→ KUTIPAN TEKS:

Oleh : Dr. Slamet Muliono
Marginalisasi politik umat Islam kembali terjadi. Salah satu indikatornya adalah peninjauan kembali terhadap Peraturan Daerah (Perda). Bahkan peninjauan kembali terhadap Perda itu ditujukan kepada Perda yang terindikasi banyaknya nilai-nilai syariat.
Sebagaimana diberitakan bahwa pemeritah meninjau ulang terhadap 3.143 Peraturan Daerah (Perda). Perda itu dianggap tidak sesuai dengan semangat pembangunan dan jauh dari toleransi terhadap kelompok lain. Pemerintah melihat bahwa Perda-perda itu dianggap intoleransi, sementara Indonesia ingin menegembangkan semangat kebinnekaan agar Indonesia bisa bertahan dengan kemajemukan (Jawa Pos,14/6/2016).
Toleransi dan kemajemukan merupakan pintu masuk untuk melihat kembali Perda-perda yang sudah menghabiskan dana triliunan rupiah. Kalau dilihat secara jeli bahwa Perda yang ditinjau kembali mengarah kepada upaya memarginalisasi kultur Islam.
Perda-perda yang muncul dianggap sarat dengan Islam, dan hal itu dianggap bertentangan dengan nilai-nilai keindonesiaan. Seolah-olah Islam dan Indonesia merupakan dua hal yang paradoks dan tidak bisa dipertemukan.
Dalam konteks global maupun nasional, Islam selalu digambarkan dengan wajah monster yang mencekam pihak lain. Wajah Islam bukan hanya diilustrasikan sebagai sosok radikal dan tidak toleran terhadap kelompok lain, tetapi digambarkan sebagai sosok yang ingin memusnahkan kelompok lain. Salah satu di antaranya, bisa kita lihat aksi radikalisme dan terorisme yang terus diblow up dan selalu disandarkan kepada Islam. Bahkan ISIS (Islamic State of Iraq and Suriah) sengaja diciptakan untuk membenarkan wajah Islam yang memang sarat dengan tindakan intoleran dan radikal.

→ KETENTUAN TUGAS:
[A] Kutip tanpa perubahan bagian tulisan tentang peninjauan ulang Perda yang dimulai dengan "Sebagaimana diberitakan bahwa" dan berlanjut hingga "kemajemukan (Jawa Pos,14/6/2016).".
[B] Teruskan tulisan tentang peninjauan ulang Perda, mulai setelah kalimat terakhirnya.
Data tidak berperan apa pun dalam hal ini.

→ CUPLIKAN DATA:
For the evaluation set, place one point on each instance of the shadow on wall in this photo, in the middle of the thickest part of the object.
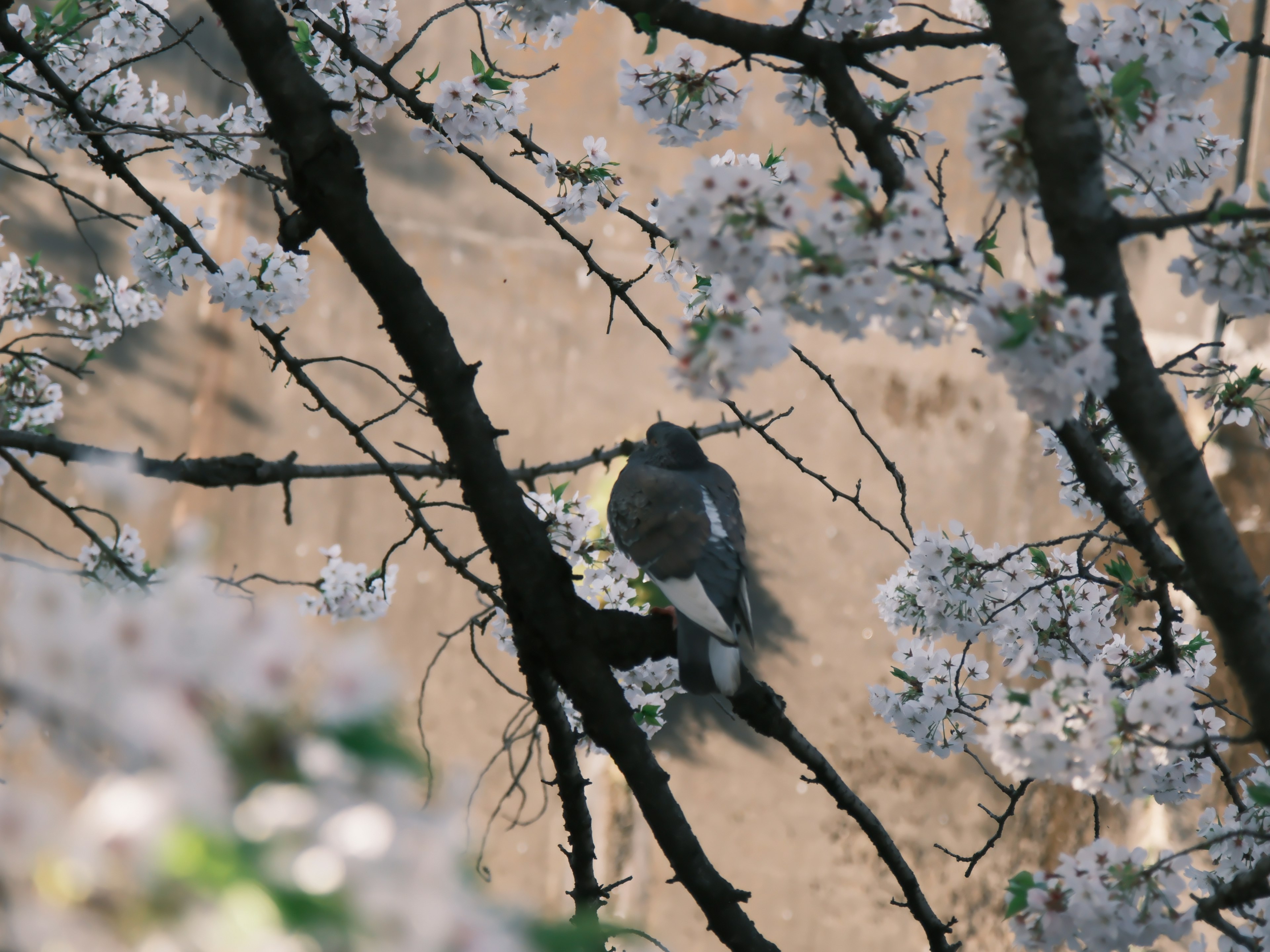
(693, 718)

→ JAWABAN SOAL:
[A]
Sebagaimana diberitakan bahwa pemeritah meninjau ulang terhadap 3.143 Peraturan Daerah (Perda). Perda itu dianggap tidak sesuai dengan semangat pembangunan dan jauh dari toleransi terhadap kelompok lain. Pemerintah melihat bahwa Perda-perda itu dianggap intoleransi, sementara Indonesia ingin menegembangkan semangat kebinnekaan agar Indonesia bisa bertahan dengan kemajemukan (Jawa Pos,14/6/2016).

[B]
Sementara di Indonesia, hal itu juga tidak luput dari pendiskreditan. Upaya untuk mendiskreditkan Islam juga terus diupayakan terhadap hal-hal yang kecil sekalipun. Artinya, sekecil apapun momentum itu, akan dimanfaatkan untuk upaya menguak adanya hidden values yang berlatar Islam dan hal itu harus ditinjau ulang. Apalagi kasus-kasus itu langsung terkait dengan Islam, maka hal itu langsung dibesar-besarkan. Ujung dari semua itu adalah untuk menyudutkan Islam.
Kasus Saenih, penjual nasi yang digerebek petugas Satpol PP, bisa dijadikan contoh. Saenih yang berjualan nasi di siang hari pada bulan Ramadhan, kemudian pihak Satpol PP menggerebek dan menutup barang dagangannya. Apa yang dilakukan oleh Satpol PP terhadap Saenih adalah penegakan hukum sesuai dengan amanah Perda.
Namun oleh media mainstream, hal dimanfaatkan untuk menunjukkan intoleransi Islam kepada orang lain. Akibat tindakan itu, maka tindakan penggerebekan ini langsung mengundang simpati. Mereka bahkan bisa mengumpulkan dana, sebagai rasa simpati kepada Saenih, dan terkumpul hingga Rp. 265 juta.
Kalau kita bandingkan dengan teriakan dan histerisnya warga kawasan Luar Batang yang digusur oleh Satpol PP, sangat berbeda jauh. Tidak ada yang merasa simpati dan tidak pula ada yang menyalahkan Satpol PP yang melakukan penggusuran.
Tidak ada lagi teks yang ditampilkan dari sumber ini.